**Given exercise**
Copy out all of the rows below, swapping "Reply with a single point for each instance" for "Give one point per instance" wherever it occurs and changing nothing else.
━━━ Supplied records ━━━
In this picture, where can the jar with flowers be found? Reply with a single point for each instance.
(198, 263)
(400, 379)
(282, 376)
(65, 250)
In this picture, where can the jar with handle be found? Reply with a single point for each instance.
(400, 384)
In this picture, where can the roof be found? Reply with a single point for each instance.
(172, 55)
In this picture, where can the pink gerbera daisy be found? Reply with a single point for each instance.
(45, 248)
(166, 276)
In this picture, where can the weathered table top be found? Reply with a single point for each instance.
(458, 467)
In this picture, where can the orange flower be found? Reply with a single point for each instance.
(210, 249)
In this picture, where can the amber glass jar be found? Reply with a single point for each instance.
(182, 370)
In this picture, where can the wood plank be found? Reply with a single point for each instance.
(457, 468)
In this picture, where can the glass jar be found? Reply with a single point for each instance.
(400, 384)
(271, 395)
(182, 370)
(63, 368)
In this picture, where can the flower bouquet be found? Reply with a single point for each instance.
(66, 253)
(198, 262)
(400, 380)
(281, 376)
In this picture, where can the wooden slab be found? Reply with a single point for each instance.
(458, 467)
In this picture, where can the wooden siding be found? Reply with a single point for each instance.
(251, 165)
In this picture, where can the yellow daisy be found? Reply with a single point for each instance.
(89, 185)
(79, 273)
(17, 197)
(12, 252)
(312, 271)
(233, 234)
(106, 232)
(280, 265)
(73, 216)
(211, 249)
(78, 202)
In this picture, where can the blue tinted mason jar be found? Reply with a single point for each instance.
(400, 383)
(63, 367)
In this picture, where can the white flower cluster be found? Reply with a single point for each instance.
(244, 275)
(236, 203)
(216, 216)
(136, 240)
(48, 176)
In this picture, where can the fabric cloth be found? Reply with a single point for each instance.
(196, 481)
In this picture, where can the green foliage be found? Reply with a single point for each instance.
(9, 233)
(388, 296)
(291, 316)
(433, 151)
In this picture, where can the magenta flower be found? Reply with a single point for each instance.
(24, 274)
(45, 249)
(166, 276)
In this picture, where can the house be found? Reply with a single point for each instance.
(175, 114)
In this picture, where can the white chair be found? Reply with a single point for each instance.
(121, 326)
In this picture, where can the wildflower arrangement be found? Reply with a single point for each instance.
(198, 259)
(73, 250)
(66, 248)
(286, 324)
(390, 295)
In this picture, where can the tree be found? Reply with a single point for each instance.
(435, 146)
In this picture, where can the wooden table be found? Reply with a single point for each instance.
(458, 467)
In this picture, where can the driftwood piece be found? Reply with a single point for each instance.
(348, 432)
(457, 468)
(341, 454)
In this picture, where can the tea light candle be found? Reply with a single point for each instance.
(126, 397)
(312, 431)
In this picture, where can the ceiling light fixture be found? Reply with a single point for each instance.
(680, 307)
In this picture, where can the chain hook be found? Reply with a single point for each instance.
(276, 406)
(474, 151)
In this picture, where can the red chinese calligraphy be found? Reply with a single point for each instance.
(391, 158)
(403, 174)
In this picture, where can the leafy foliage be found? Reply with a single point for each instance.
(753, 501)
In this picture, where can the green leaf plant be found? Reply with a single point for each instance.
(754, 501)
━━━
**Written solution**
In this picture, where can the jar with flowers be found? Give one point per instance.
(198, 263)
(400, 379)
(282, 376)
(65, 250)
In this picture, where can the jar with handle be found? Give one point per instance.
(400, 384)
In this picture, where can the roof be found? Give one point per instance.
(172, 55)
In this picture, where can the pink gerbera daisy be found? Give one point per instance.
(45, 248)
(166, 276)
In this picture, where can the weathered table top be found? Give one point per instance.
(458, 467)
In this picture, where can the orange flower be found? Give one point per instance.
(210, 249)
In this picture, where can the amber glass jar be found? Give one point per instance.
(182, 370)
In this picture, where can the wood plank be found? Give one point per instance.
(457, 468)
In this picture, where can the glass jar be found? Give one point per instance.
(400, 384)
(271, 395)
(182, 370)
(63, 368)
In this picture, where can the flower bouquet be found? Give one point per instance.
(66, 253)
(198, 262)
(400, 380)
(281, 376)
In this picture, where can the wooden slab be found? Give one point per instance.
(458, 467)
In this picture, where can the wooden siding be found? Give one point per instance.
(251, 165)
In this picture, where can the yellow daisy be found? Give one point per instance.
(89, 185)
(79, 273)
(17, 197)
(12, 252)
(312, 271)
(233, 234)
(106, 232)
(280, 265)
(73, 216)
(211, 249)
(78, 202)
In this picture, where can the blue tinted mason jar be found? Give one point per instance.
(400, 383)
(63, 367)
In this picture, where can the white flower cluster be found? Give one point per instance.
(244, 275)
(236, 203)
(216, 216)
(136, 240)
(48, 176)
In this picture, where can the fabric cloth be found? Give one point per instance.
(196, 481)
In this picture, where can the green foliage be found? Give one point per instance.
(9, 233)
(388, 296)
(291, 316)
(433, 151)
In this picture, where can the magenta flower be found? Give one point per instance.
(24, 274)
(45, 249)
(166, 276)
In this picture, where can the house be found? Give one point per instance.
(175, 114)
In this picture, where can the white chair be found? Give one point per instance.
(121, 326)
In this picture, where can the wildflower arrangement be found? Give one point per instance.
(198, 259)
(73, 250)
(66, 248)
(286, 324)
(390, 295)
In this picture, where can the tree be found? Give one point per instance.
(435, 146)
In this picture, where can the wooden table be found? Give one point per instance.
(458, 467)
In this picture, where can the driftwood piece be found? Give one point per instance.
(348, 432)
(457, 468)
(341, 454)
In this picture, where can the tea light candle be found? Give one point per instance.
(126, 397)
(312, 431)
In this picture, where can the ceiling light fixture be found? Give one point per instance.
(680, 307)
In this picture, where can the chain hook be found? Give one point per instance.
(276, 406)
(474, 151)
In this picture, where can the red chinese calligraphy be found? Give one point per instance.
(391, 158)
(403, 174)
In this picture, where can the leafy foliage be found? Give one point per instance.
(753, 501)
In this picture, where can the green leaf plant be found? Give one point per instance.
(754, 501)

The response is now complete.